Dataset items
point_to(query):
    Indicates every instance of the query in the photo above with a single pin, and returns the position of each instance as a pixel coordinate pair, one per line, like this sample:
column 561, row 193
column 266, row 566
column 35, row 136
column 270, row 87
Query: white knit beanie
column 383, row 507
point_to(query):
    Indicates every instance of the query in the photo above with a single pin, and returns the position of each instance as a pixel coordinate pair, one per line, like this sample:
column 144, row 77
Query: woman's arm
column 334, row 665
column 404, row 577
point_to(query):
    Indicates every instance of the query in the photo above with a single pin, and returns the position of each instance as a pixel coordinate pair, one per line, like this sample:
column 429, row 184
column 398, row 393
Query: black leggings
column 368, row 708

PROBLEM - Exact copies of the lines from the one holding "column 429, row 184" to the end of the entries are all that should be written.

RESPONSE TO THE TASK -
column 429, row 184
column 398, row 393
Query: black leggings
column 368, row 708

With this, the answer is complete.